Materials provided:
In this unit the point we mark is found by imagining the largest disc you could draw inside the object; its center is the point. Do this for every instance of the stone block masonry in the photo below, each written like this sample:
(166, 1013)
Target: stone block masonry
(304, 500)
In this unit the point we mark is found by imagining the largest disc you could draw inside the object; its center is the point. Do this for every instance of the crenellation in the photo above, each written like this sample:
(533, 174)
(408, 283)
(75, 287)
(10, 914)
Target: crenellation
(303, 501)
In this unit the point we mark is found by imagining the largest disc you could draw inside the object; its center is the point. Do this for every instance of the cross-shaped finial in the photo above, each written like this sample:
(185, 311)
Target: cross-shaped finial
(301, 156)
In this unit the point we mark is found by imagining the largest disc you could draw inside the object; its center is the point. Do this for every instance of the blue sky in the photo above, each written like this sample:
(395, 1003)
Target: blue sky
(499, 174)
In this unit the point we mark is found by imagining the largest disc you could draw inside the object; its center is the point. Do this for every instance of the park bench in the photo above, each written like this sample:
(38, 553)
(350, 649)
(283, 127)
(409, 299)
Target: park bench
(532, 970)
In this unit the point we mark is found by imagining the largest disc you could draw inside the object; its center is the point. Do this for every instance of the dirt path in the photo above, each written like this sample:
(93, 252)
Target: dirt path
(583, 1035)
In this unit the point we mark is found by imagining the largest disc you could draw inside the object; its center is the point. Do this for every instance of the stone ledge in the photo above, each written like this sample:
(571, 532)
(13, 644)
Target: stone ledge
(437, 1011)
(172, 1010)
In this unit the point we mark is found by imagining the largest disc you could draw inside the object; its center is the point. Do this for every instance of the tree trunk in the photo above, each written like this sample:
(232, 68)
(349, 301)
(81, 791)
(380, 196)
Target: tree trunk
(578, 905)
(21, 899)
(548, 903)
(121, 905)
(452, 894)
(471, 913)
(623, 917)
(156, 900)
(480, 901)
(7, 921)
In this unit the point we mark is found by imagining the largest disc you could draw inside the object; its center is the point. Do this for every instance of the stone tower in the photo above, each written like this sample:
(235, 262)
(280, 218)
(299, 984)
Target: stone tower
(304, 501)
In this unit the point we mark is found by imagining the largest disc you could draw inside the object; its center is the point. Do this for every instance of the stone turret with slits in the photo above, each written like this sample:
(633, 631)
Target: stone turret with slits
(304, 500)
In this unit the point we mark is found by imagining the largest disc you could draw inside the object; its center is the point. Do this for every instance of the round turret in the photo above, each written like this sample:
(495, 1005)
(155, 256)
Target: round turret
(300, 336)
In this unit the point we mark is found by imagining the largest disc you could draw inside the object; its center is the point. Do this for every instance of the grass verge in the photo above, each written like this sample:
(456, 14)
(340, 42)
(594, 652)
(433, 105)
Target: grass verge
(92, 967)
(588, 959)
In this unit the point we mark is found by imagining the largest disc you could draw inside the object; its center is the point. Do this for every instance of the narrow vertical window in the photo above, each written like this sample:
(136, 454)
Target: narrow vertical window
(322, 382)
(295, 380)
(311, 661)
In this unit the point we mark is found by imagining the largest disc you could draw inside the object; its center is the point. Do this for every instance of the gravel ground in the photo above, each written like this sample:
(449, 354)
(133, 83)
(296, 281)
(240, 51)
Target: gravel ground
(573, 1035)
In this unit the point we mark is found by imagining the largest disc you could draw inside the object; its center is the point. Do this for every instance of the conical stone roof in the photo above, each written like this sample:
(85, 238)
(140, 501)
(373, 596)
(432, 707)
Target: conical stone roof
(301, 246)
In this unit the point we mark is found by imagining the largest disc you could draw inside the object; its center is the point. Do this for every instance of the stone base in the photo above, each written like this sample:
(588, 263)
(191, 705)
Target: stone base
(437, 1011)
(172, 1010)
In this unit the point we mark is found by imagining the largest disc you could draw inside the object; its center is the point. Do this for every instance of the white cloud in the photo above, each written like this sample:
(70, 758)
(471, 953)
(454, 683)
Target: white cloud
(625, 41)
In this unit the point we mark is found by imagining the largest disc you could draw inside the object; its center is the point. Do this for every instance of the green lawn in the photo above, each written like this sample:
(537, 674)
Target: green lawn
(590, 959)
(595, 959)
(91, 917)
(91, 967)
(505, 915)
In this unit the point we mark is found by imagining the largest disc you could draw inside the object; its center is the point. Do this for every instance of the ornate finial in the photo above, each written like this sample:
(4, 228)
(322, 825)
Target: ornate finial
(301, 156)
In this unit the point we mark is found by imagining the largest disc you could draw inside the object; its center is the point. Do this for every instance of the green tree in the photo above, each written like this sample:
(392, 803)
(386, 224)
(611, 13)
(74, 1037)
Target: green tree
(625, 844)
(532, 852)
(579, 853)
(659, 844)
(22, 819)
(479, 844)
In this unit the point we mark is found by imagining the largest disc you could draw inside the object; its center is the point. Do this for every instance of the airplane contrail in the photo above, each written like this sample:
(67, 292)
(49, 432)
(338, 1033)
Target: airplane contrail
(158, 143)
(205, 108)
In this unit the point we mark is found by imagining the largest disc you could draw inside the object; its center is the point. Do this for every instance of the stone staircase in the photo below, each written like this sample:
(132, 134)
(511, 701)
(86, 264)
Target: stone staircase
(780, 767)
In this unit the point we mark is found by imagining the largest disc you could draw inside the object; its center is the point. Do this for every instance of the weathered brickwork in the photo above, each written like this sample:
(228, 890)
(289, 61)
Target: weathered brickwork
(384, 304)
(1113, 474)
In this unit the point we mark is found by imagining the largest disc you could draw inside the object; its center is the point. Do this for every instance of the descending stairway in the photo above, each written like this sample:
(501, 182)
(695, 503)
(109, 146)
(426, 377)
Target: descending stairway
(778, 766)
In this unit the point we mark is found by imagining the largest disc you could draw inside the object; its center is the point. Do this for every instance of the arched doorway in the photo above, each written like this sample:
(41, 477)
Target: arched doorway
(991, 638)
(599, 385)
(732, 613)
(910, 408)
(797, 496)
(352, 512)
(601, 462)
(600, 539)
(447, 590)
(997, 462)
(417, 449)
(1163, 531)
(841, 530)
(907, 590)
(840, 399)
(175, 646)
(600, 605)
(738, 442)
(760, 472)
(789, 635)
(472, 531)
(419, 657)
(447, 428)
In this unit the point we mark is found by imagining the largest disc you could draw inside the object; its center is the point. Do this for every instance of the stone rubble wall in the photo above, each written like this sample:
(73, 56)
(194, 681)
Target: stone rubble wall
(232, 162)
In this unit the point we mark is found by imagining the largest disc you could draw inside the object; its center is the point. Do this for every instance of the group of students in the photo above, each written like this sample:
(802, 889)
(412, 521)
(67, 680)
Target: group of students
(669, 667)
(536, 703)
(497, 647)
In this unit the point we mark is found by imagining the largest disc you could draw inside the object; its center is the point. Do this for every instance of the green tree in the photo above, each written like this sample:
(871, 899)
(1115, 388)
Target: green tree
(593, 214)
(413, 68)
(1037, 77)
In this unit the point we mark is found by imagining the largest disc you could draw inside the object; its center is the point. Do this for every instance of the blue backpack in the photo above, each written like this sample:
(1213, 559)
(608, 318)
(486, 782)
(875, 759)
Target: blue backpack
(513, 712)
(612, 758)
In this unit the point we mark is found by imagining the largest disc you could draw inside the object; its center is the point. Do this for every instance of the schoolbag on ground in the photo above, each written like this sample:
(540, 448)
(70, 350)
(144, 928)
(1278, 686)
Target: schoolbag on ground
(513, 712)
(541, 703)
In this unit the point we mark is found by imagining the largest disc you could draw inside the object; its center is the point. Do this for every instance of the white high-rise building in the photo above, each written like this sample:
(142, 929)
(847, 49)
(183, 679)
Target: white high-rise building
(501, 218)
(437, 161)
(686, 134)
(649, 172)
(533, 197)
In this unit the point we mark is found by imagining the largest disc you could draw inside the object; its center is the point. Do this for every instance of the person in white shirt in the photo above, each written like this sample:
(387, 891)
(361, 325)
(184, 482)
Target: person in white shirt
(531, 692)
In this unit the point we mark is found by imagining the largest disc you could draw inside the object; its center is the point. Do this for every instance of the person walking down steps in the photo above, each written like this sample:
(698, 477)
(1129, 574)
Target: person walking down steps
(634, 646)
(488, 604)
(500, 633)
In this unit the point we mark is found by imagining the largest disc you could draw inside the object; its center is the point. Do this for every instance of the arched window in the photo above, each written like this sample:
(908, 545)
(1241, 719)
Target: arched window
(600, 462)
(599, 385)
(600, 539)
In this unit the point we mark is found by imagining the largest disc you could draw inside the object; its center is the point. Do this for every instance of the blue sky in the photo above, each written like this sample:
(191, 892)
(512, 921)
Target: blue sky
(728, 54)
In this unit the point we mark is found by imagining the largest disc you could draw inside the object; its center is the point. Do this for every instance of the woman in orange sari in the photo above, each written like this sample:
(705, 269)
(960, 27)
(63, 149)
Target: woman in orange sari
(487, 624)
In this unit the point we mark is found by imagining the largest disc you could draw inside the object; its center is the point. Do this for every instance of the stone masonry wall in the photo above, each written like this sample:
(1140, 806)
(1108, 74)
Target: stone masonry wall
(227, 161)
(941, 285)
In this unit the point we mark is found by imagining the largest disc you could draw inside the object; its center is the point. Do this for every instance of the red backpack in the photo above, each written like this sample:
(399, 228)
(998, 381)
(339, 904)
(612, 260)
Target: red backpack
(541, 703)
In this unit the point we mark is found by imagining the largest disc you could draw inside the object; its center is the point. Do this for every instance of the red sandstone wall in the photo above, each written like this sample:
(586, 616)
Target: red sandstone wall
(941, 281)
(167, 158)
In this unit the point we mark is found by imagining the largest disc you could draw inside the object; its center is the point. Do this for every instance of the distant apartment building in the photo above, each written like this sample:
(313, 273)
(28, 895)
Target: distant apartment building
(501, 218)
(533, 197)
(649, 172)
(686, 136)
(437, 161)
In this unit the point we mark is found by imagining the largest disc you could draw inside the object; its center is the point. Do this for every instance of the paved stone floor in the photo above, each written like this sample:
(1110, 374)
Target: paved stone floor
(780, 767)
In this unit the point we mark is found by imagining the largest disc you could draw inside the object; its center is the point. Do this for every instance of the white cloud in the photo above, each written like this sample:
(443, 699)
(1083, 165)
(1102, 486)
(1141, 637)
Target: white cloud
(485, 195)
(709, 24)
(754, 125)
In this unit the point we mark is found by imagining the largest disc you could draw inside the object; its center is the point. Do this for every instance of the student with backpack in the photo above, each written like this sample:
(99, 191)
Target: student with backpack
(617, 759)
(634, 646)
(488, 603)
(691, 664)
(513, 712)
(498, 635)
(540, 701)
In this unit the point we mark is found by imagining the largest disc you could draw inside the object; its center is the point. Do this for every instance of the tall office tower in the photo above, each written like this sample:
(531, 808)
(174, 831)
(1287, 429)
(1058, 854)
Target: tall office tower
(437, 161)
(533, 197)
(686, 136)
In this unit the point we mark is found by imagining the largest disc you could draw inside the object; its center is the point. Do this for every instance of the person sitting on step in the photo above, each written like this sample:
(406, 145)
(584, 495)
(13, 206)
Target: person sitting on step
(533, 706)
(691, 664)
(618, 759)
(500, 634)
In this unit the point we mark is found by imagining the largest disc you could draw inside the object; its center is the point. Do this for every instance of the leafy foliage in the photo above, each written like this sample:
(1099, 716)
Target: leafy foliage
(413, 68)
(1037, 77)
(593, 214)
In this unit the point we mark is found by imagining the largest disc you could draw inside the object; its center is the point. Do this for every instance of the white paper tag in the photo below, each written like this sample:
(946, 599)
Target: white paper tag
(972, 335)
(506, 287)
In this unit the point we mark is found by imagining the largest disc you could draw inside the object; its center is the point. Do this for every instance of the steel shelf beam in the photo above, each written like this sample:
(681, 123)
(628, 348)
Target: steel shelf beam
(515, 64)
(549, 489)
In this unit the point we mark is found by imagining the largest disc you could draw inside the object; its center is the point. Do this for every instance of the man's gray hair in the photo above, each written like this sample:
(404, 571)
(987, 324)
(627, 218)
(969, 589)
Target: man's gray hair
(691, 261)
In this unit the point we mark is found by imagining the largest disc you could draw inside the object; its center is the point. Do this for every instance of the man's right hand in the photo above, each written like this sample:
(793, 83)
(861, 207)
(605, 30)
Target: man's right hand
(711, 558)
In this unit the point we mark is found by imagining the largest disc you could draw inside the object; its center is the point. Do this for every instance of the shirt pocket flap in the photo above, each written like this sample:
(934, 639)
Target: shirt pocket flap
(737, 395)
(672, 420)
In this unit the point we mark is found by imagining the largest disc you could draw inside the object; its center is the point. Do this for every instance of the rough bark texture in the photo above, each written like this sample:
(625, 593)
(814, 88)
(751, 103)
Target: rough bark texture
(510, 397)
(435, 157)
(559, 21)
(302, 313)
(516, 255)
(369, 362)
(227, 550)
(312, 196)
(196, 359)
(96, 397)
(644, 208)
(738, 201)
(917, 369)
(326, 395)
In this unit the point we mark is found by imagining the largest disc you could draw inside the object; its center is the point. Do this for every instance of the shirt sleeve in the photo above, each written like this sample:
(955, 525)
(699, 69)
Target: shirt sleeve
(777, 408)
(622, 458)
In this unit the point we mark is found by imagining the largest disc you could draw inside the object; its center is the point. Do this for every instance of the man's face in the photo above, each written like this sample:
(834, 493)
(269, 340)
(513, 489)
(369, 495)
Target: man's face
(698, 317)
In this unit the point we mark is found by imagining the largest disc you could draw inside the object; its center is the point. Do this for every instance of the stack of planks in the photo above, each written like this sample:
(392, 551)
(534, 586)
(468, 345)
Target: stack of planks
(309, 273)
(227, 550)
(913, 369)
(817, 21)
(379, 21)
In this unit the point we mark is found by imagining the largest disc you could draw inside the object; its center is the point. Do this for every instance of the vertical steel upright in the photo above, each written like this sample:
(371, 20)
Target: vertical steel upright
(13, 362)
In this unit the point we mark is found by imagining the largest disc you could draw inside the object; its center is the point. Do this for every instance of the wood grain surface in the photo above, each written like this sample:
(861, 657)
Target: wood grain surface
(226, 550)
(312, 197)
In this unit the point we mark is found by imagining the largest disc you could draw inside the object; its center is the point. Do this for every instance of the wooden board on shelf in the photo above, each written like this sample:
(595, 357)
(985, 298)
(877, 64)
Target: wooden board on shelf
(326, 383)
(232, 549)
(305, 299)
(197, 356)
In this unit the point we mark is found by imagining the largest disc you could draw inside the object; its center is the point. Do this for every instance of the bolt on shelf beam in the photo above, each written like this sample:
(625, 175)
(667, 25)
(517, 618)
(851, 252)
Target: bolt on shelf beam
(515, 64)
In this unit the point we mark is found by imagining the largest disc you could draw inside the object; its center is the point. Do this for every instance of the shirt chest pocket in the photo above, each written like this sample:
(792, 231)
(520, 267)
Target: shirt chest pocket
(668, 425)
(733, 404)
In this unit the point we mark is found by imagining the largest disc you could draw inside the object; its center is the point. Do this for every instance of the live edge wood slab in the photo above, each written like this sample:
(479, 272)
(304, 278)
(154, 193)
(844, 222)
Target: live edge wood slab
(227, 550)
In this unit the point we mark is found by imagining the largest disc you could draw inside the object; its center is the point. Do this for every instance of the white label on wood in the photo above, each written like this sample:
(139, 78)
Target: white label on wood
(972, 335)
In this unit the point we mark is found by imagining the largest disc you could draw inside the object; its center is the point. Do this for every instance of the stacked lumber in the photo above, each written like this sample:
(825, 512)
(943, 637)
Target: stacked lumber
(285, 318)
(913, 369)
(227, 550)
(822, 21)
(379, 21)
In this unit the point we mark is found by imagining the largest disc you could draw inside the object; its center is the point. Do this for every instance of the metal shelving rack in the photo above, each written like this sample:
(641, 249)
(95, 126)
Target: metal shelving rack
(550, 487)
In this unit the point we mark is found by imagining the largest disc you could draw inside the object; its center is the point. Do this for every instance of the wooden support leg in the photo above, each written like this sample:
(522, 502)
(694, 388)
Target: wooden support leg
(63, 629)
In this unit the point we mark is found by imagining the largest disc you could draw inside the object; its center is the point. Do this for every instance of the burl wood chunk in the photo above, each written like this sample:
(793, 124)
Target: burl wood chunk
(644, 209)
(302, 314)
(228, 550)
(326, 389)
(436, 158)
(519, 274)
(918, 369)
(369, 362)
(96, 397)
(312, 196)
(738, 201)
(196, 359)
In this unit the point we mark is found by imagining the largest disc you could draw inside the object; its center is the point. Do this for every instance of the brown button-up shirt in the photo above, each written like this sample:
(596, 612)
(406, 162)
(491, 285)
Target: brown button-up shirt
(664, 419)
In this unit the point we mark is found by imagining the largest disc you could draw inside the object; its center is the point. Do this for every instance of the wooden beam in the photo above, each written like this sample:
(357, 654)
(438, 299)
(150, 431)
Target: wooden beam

Try it: Search the data above for the string "below" and report each line that holds it.

Worked solution:
In this unit the point we mark is found by imagining the largest disc you could draw inside the object; its center is the point. Do this for every instance of the stone block masonry in the photo below, each written like this sample:
In this unit the point we mark is found by imagining the largest disc you could draw inside the object; its center is the point. Do this for every instance of the stone staircase in the photo below, each written like this sample:
In this unit the point we mark is found by imagining the largest disc you could draw inside the object; its center is the point. Do this for every instance of the white paper tag in the photo below, each written like this sample:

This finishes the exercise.